Text section >>
◇ ◇ ◇

As Georgia imagines its European future, it looks at its past
The country’s pro-Europe elite sees a millennia-old history of belonging to Europe. Will it matter for Georgia’s EU aspirations?
In 1918, the Democratic Republic of Georgia – having just won independence from the Russian Empire and now threatened by Bolsheviks – was desperate for allies.
To one of Georgia’s leading writers of the time, Mikheil Javakhishvili, the answer was simple: “Do we choose north, west or east? All the debate and discussion on this matter is barren, if harmful,” he wrote. “We ought to turn the same direction that the country is rolling, and it goes barreling toward the west.”
Of course, that’s not how things turned out. Soon the Bolsheviks took over and Georgia’s fate was again tied to Russia.
Now, more than a century later, Georgians are again looking west. The European Union has promised Georgia status as a formal candidate for membership, as long as it dots some democratic i’s and crosses some t’s. The country’s entire intellectual elite and the vast majority of its population favor accession to the EU.
But again today, there are obstacles along Georgia’s road to Europe: this time not only a Russia that jealously guards its regional dominance, but also its own government with murky interests and apparently mixed minds about the merits of joining Europe.
“The twentieth century was bookended by creation of two Georgian democracies and both of them tried to become European countries,” Lasha Bugadze, a prominent playwright and ardent supporter of European integration, told Eurasianet. “We need to make sure that this time it works.”

◇ ◇ ◇

[Stored items from a collection]

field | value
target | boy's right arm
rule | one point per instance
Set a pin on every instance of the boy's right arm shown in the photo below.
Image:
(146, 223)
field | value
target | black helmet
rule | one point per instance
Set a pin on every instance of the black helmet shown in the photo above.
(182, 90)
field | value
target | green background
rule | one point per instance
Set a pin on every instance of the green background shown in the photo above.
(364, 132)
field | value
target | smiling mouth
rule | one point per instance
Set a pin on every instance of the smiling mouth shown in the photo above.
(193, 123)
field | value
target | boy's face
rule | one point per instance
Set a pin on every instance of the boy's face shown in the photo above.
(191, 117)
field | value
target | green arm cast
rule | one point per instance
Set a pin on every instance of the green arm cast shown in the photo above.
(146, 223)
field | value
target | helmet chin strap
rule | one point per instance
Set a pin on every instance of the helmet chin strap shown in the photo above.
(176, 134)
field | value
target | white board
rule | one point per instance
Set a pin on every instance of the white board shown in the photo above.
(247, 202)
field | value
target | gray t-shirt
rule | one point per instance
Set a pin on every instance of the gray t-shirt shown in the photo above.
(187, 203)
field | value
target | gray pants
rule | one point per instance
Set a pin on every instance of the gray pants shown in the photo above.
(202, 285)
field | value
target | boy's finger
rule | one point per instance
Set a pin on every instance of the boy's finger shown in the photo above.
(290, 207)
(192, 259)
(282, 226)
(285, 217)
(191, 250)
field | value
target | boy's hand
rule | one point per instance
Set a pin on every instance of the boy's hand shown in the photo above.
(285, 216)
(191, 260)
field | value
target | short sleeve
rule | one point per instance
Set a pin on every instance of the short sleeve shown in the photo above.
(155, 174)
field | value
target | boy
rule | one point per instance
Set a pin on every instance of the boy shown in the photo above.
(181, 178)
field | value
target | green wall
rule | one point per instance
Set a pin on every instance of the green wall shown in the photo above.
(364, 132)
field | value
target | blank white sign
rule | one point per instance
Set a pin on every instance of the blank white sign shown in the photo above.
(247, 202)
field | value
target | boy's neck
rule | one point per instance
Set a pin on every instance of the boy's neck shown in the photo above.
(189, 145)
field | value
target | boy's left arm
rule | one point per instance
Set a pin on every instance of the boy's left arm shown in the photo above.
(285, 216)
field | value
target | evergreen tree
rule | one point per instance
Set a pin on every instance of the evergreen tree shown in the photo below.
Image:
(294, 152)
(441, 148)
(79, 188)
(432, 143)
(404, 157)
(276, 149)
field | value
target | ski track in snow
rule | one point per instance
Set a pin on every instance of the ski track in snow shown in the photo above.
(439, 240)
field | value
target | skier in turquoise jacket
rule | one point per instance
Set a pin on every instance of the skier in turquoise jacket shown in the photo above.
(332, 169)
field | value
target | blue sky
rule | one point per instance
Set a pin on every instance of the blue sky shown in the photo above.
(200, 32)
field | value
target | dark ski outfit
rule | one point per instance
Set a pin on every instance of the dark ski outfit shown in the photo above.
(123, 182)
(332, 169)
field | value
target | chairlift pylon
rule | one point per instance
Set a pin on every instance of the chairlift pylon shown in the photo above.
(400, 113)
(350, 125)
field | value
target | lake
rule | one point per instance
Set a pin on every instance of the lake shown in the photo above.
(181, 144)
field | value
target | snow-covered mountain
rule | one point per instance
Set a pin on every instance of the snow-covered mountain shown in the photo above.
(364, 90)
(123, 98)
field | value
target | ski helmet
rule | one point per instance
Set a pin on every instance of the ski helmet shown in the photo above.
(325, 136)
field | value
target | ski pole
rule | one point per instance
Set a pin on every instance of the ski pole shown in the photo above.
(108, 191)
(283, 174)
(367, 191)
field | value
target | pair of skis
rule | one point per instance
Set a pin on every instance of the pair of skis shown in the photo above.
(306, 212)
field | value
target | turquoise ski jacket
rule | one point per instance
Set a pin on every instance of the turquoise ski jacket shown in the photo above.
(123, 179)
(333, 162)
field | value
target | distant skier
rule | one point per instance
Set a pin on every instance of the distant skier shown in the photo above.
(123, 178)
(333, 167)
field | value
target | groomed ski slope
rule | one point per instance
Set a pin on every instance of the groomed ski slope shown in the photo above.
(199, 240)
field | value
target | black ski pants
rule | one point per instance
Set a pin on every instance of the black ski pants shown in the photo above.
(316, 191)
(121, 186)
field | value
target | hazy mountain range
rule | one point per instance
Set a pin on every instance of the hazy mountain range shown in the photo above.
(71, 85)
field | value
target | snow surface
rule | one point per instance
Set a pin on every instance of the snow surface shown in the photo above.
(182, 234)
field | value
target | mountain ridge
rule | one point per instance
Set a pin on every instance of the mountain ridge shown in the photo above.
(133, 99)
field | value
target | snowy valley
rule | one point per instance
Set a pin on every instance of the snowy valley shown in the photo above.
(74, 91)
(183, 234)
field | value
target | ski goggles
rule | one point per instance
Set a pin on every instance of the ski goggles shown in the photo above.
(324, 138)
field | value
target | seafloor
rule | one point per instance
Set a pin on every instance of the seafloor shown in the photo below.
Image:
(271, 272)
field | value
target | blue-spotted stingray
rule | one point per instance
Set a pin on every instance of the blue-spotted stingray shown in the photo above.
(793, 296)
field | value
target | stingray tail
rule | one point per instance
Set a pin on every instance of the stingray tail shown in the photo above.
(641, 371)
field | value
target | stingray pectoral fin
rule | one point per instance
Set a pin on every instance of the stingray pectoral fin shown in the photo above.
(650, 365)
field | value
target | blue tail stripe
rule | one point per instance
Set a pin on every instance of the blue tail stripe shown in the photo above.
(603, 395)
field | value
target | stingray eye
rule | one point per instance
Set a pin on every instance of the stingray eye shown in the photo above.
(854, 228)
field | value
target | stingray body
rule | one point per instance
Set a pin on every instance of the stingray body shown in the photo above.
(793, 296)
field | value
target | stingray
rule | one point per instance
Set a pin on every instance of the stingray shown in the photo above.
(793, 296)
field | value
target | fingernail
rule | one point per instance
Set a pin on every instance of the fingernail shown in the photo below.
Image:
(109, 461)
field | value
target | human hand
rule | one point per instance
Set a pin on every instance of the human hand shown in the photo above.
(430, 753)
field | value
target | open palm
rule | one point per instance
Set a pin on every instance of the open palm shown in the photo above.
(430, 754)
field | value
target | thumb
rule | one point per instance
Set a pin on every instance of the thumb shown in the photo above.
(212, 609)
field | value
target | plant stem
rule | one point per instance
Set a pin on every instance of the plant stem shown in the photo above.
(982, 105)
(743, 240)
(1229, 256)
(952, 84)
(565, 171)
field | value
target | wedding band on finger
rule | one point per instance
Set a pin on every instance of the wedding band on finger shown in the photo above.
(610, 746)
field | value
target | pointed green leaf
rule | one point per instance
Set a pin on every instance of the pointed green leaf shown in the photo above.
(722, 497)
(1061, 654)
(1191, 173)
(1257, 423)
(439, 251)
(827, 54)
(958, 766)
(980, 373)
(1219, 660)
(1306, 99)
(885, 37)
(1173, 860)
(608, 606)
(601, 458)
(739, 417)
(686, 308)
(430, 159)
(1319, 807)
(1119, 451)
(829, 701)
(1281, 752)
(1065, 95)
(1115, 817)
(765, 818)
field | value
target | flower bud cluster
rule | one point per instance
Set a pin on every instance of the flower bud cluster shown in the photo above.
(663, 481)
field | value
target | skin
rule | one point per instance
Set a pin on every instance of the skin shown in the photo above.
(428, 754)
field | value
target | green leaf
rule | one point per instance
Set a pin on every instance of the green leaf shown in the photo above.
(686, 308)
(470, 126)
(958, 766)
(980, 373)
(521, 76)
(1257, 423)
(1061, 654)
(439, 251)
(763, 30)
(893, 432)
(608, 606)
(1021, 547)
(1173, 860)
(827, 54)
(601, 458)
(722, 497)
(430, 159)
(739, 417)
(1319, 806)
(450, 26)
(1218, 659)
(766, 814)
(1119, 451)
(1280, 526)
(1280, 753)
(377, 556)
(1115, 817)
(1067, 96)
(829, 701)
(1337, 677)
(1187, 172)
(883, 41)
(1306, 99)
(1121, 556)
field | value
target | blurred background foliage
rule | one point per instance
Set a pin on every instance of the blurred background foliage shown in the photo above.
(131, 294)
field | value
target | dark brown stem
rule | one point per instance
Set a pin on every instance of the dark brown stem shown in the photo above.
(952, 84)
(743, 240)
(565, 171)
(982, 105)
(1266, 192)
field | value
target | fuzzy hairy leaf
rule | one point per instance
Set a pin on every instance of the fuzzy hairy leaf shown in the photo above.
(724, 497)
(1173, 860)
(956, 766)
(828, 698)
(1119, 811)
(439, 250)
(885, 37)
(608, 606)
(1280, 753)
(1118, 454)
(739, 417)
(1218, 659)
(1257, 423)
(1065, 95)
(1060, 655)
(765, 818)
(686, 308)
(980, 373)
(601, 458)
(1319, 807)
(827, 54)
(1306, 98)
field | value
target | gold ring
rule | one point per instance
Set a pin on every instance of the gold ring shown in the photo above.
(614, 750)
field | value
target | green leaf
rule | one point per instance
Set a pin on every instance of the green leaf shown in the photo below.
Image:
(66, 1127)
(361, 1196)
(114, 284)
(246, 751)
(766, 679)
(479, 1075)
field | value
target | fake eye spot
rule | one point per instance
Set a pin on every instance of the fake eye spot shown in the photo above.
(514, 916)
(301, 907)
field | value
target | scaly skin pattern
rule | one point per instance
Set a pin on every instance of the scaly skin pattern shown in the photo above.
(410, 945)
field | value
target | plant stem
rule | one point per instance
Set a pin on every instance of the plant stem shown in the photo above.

◇ ◇ ◇

Problems and tasks >>
[1] Reproduce word for word the passage of the article on Georgia's European hopes between "As Georgia imagines" and "desperate for allies.", inclusive.
[2] Locate each line in the records that contains the string "sign", matching its case exactly, and copy those lines.

Expected results >>
[1]
As Georgia imagines its European future, it looks at its past
The country’s pro-Europe elite sees a millennia-old history of belonging to Europe. Will it matter for Georgia’s EU aspirations?
In 1918, the Democratic Republic of Georgia – having just won independence from the Russian Empire and now threatened by Bolsheviks – was desperate for allies.

[2]
target | blank white sign
Set a pin on every instance of the blank white sign shown in the photo above.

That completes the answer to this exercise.